**Stored data:**
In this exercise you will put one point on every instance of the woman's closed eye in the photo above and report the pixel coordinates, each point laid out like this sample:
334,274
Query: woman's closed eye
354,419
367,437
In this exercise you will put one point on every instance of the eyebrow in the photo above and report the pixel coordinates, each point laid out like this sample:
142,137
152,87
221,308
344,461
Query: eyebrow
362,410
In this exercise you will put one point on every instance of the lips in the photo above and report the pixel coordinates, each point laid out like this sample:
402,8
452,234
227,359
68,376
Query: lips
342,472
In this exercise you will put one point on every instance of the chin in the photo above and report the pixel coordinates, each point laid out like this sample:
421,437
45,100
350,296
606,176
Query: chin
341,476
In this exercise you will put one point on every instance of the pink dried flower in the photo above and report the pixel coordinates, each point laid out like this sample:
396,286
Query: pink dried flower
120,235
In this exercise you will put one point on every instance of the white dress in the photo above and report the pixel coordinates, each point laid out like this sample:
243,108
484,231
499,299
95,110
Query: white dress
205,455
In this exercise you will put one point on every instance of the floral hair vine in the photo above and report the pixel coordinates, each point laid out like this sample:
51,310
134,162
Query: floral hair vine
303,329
--
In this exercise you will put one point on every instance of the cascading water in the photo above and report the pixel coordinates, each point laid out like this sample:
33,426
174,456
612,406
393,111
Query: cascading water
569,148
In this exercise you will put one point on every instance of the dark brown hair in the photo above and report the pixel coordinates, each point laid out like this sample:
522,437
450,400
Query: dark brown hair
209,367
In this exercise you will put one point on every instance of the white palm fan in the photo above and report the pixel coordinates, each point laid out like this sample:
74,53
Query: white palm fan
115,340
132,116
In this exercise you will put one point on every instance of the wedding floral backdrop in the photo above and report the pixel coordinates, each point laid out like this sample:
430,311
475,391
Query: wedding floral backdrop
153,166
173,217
...
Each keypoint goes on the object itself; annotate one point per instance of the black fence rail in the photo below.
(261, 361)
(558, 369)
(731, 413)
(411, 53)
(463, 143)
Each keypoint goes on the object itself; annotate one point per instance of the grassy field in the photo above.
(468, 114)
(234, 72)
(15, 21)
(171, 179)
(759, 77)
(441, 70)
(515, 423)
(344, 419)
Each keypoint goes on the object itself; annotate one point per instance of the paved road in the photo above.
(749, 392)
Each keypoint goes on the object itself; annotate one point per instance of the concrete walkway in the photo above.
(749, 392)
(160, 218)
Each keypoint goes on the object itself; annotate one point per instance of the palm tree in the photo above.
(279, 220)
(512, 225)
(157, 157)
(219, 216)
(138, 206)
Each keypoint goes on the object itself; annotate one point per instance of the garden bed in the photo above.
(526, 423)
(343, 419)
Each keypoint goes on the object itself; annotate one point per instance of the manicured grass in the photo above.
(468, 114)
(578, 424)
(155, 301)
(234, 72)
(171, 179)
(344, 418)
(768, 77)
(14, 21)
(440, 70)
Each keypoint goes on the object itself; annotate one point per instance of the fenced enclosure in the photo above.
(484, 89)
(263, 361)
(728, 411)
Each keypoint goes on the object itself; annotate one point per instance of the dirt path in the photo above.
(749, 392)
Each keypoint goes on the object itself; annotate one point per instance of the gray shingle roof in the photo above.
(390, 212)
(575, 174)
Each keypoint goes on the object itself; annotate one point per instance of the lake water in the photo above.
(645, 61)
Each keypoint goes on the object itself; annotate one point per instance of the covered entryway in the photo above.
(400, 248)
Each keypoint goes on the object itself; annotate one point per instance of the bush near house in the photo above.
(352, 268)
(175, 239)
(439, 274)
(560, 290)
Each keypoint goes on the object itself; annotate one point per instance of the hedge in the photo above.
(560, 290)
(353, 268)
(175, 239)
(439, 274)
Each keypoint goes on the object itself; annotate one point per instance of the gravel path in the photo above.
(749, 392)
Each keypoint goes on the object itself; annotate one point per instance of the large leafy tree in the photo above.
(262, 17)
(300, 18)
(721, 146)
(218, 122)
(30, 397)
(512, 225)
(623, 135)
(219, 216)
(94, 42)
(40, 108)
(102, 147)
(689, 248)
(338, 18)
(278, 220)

**The problem:** Some lines of the data above may hold the word "exercise"; state how many do, and give only that number.

**Written response:** 11